#### Trecho do texto
————————

Discutir a crítica de arte hoje constitui um desafio, já que nem o público, nem os artistas nem os próprios críticos acreditam que ela exista de fato no Brasil contemporâneo. Para desenvolver essa ideia, vamos nos valer de três auxílios: o filme Ratatouille (2007), de Brad Bird, a experiência do premiado violinista norte-americano Joshua Bell tocando incógnito no metrô de Washington, DC, EUA, e dez caminhos para o crítico do século XXI.
No filme Ratatouille, o protagonista é um rato que, com um
olfato privilegiado, sonha em ser um chefe de cozinha. Quem rouba a cena, no
entanto, não é o simpático protagonista, mas o personagem Anton Ego, um
rigoroso crítico de gastronomia. Seu sobrenome já mostra a sua personalidade.
Ensimesmado, repleto de caras e bocas, degusta criticamente os mais variados
pratos. Temido por todos, só consegue rever seus rígidos conceitos e valores ao
experimentar uma receita de um prato camponês, o ratatouille, desenvolvido pelo
rato – cozinheiro. Ao sentir aquele sabor, retorna à infância e encontra na
simplicidade uma forma de repensar a sua atitude perante a vida, o que inclui a
recuperação da capacidade de rir.
Esse mesmo atributo de rir de si mesmo foi desenvolvido pelo violinista
Joshua Bell, um dos maiores do mundo. Ele participou, dia 12 de janeiro de
2007, de uma experiência idealizada pelo jornal Washington Post. Usando boné,
calça jeans e camiseta, tocou, durante 43 minutos, um repertório que incluía
Bach, entre outros compositores.
Das 1.097 pessoas que passaram à frente dele, apenas 27 deixaram
dinheiro, num total de US$ 32,00, absurdamente abaixo do cachê dele, cerca de
US$ 1 mil por minuto de apresentação. Se as pessoas soubessem que aquele músico
era famoso provavelmente parariam para olhar e, se ele estivesse sendo
fotografado ou filmado por câmeras de televisão, certamente lhe dariam mais
atenção.
Em síntese, o público é cada vez mais levado pelas aparências, pelo
rótulo que lê e ouve na mídia, e menos pela sua sensibilidade, pelo que, de
fato, ouviu, leu ou escutou.
Porém, se um crítico de alguma instituição reconhecida, dá legitimidade
a uma obra de arte, ela geralmente começa a ser aclamada por todos, que
macaqueiam as palavras da “voz oficial” detentora do poder que a crítica
institucionalizada, principalmente a oriunda das universidades, hoje
representa. A voz do crítico, assim, se torna maior do que o ouvido ou a visão
do observador.
Nesse contexto, sugiro pensar o crítico de arte na seguinte perspectiva:
1. Abolir a divisão
entre arte e ciência – Ao contrário do nosso mundo marcado por especialistas em
especialidades, é desejável, como ocorria no Renascimento, a busca do saber nas
mais variadas áreas, não havendo sentido na divisão entre arte e ciência.
2. Acreditar no poder
do homem – Ao contrário do homem medieval, que idolatrava Deus, e do
tecnológico, que acredita na técnica em si mesma, é essencial valorizar o poder
humano de criar, conservar e destruir o mundo e o que nele existe.

————————

#### Instruções do exercício
Dê continuidade ao texto acima sobre a crítica de arte, começando logo após a última frase apresentada.

#### Bloco de dados
————————

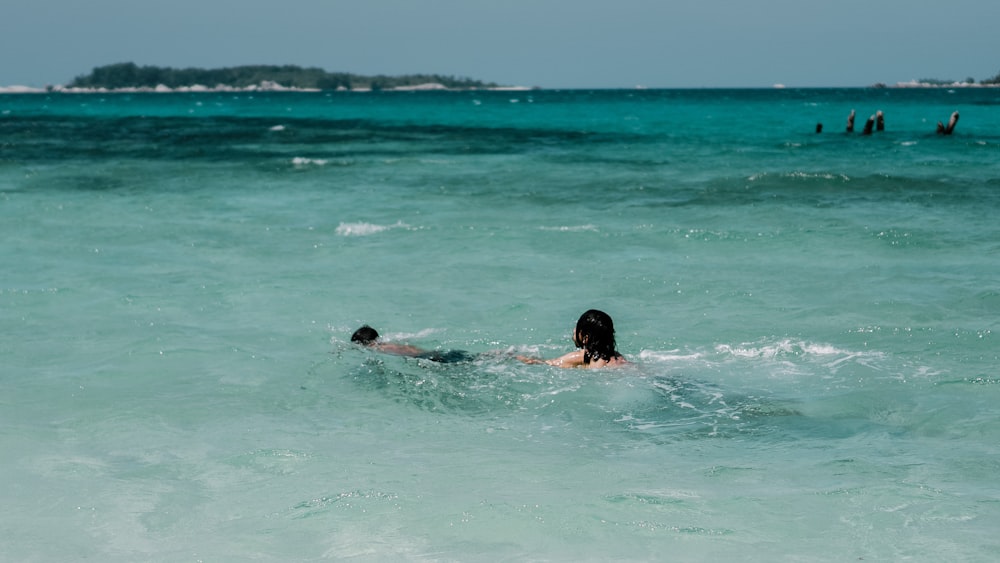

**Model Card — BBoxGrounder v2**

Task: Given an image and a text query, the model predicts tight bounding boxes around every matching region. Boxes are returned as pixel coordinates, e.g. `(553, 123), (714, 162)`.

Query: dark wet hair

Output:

————————

#### Resposta do problema
3. Tratar a arte como
sopro de vida – Além da técnica, ou seja, do saber fazer, o artista a ser
valorizado precisa ter vida. Isso significa estar além do virtuosismo, aliando
a alma ao talento.
4. Ter contato com os
mestres – Seguir um mestre, tanto para o crítico como para o artista, não é
sinônimo de perda de liberdade, mas de constituição de uma base sólida para
poder voar sozinho.
5. Respeitar quem
trabalha por encomenda – O crítico não deve rejeitar em princípio o artista que
aceita trabalhar para o mercado. Aceitá-las constitui uma forma de
sobrevivência, desde que feita com honestidade intelectual e competência.
6. Planejar é tão
importante quanto fazer – Torna-se fundamental acompanhar o trabalho no ateliê
do artista. É ali que estão os muitos estudos e esboços – mentais ou concretos
–, memórias dos trabalhos passados e matrizes dos presentes e futuros.
7. Observar os
cadernos de anotações – Para conhecer um artista, uma das melhores pistas é
justamente o caderno de anotações e os desenhos. Lá está a alma que fala e o
gesto que comunica uma essência perante a arte e a vida.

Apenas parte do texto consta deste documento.